[Data supplied]
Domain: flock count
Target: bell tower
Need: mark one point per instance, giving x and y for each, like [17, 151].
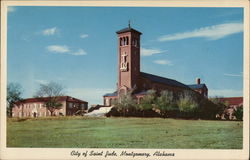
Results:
[128, 58]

[What you will do]
Rewrite the records above with "bell tower" changed to "church spire" and everything else left as is. Leave out the pictures.

[Task output]
Domain: flock count
Target: church spire
Need: mark one point per instance, giving x and y for each, like [17, 151].
Results:
[128, 58]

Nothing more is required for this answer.